#### Assigned task:
Type out all the records again exactly.

----

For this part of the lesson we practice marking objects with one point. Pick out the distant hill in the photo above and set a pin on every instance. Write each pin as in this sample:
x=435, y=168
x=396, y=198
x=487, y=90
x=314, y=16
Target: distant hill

----

#### Response:
For this part of the lesson we practice marking objects with one point. Pick out the distant hill in the photo above and set a pin on every instance. Write each pin as in this sample:
x=435, y=168
x=396, y=198
x=487, y=90
x=314, y=16
Target: distant hill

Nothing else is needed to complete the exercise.